**Metin Alıntısı**
--------------------
Abaküs Yazılım
21. Hukuk Dairesi
Esas No: 2019/126
Karar No: 2019/7335
Karar Tarihi: 02.12.2019

Yargıtay 21. Hukuk Dairesi 2019/126 Esas 2019/7335 Karar Sayılı İlamı

21. Hukuk Dairesi         2019/126 E.  ,  2019/7335 K.

    "İçtihat Metni"

    MAHKEMESİ:Bölge Adliye Mahkemesi 28. Hukuk Dairesi


    TÜRK MİLLETİ ADINA
    Bölge adliye mahkemesi kararının davacı ve davalılardan ... vekillerince temyiz edilmesi ve davalılardan ... vekilince de duruşmalı talep edilmesi üzerine temyiz isteğinin süresinde olduğu anlaşıldıktan sonra düzenlenen raporla dosyadaki kağıtlar okunduktan ve temyiz konusu hükme ilişkin dava, Hukuk Muhakemleri Kanununun 369. maddesinde sayılı ve sınırlı olarak gösterilen hallerden hiçbiri uymadığından Yargıtay incelemesinin duruşmalı olarak yapılmasına ilişkin isteğin reddine karar verildikten sonra işin gereği düşünüldü ve asağıdaki karar verildi.
    KARAR
    A)Davacı İstemi;
    Davacı vekili dava dilekçesinde özetle, müvekkilinin geçirdiği iş kazası nedeniyle fazlaya ilişkin talep hakkını saklı tutarak 1.000,00 TL maddi tazminatın kaza tarihinden faizi ile davalıdan tahsilini talep etmiştir.Davacı vekili ıslah dilekçesiyle maddi tazminat istemini 70.000,00 TL’ye artırmış ve başvurma harcını yatırmak suretiyle 30.000,00 TL manevi tazminat talebinde bulunmuş, tazminat alacaklarına kaza tarihinden faiz işletilmesini talep etmiştir.
--------------------
**Kayıtlar**
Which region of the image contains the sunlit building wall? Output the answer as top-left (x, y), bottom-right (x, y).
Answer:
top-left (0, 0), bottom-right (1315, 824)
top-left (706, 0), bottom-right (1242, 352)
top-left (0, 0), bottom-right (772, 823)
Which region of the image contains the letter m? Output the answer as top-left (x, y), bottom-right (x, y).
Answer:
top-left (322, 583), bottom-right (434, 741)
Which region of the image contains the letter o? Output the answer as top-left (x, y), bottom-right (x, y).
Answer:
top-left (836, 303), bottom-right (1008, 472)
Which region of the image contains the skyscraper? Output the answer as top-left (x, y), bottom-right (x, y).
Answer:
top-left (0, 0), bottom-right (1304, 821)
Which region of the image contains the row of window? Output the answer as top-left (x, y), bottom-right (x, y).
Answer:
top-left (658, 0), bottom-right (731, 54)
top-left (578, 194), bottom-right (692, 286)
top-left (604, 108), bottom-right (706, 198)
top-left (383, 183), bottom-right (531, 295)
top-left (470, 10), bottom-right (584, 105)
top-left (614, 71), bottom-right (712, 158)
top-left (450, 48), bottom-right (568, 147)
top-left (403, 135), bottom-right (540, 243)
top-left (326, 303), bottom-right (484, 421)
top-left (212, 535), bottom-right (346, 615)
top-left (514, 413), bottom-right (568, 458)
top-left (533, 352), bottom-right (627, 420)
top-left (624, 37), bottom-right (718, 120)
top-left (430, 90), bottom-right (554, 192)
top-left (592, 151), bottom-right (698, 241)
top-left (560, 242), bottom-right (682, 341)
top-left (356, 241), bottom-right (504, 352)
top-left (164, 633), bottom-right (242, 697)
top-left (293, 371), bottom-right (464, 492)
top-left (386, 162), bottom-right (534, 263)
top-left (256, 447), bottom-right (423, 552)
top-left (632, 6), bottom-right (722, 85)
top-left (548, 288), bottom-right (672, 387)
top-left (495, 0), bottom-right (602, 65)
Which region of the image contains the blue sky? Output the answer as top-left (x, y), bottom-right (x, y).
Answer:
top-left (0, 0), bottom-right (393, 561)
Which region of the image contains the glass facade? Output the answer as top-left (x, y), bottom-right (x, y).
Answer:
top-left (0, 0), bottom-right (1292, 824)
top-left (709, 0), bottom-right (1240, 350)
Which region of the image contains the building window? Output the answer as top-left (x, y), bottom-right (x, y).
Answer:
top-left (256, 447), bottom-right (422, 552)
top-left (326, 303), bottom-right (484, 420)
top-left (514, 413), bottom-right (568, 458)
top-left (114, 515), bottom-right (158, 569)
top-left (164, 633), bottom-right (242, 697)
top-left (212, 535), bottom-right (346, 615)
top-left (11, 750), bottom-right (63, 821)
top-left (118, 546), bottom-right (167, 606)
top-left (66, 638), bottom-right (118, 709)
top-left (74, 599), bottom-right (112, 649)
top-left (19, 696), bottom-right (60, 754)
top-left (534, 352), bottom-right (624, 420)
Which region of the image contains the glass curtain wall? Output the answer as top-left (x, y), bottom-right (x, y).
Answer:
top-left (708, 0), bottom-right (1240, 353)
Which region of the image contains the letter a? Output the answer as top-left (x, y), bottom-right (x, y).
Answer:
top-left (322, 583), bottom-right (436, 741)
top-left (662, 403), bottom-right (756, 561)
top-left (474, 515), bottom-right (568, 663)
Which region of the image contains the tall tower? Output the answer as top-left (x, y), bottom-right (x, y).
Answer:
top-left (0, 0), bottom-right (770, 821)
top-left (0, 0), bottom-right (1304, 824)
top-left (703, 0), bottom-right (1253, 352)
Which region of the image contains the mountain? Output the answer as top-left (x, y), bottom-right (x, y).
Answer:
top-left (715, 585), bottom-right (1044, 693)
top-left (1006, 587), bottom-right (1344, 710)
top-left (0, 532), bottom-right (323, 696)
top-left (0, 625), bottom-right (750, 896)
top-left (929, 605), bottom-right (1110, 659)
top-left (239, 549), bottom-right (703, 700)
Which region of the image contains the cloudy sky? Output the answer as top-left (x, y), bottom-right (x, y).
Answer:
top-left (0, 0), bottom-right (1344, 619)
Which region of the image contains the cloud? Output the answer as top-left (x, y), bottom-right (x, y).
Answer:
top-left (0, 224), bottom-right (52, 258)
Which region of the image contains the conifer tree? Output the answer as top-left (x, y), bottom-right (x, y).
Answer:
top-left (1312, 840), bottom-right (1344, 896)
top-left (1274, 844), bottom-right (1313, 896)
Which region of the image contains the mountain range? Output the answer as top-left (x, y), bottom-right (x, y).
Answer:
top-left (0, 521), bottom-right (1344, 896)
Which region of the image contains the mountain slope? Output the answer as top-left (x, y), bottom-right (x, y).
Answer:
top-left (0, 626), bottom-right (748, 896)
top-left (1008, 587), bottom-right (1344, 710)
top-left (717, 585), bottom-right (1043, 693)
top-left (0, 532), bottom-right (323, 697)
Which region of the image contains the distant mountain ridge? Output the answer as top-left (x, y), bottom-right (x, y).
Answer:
--------------------
**Görev Listesi**
1) Yargıtay kararında geçen bütün Türk lirası tutarlarını metindeki sırasıyla listeleyin.
2) Yargıtay kararını kaldığı yerden devam ettirin.
Kayıtlara ihtiyaç duyulmamaktadır.

**Görev Çıktıları**
1)
1.000,00 TL
70.000,00 TL
30.000,00 TL

2)
    B)Davalı Cevabı;
    Davalılar vekilince verilen cevap dilekçesinde özetle; dava dilekçesinde yer verilen ünvanda bir şirket bulunmadığını, müvekkillerinin unvanlarının eksik yazıldığını ve usul hukuku uyarınca davalı sıfatında ıslahın mümkün olmadığını, her iki davalının şirket merkezlerinin yetki alanı dışında kaldığını, mahkemenin yetkisiz olduğunu, esas yönünden ise pasif husumet yokluğu nedeni ile davanın reddini, işyeri güvenliğinin sağlanmadığı iddiasının yerinde olmadığından davanın reddini talep etmiştir.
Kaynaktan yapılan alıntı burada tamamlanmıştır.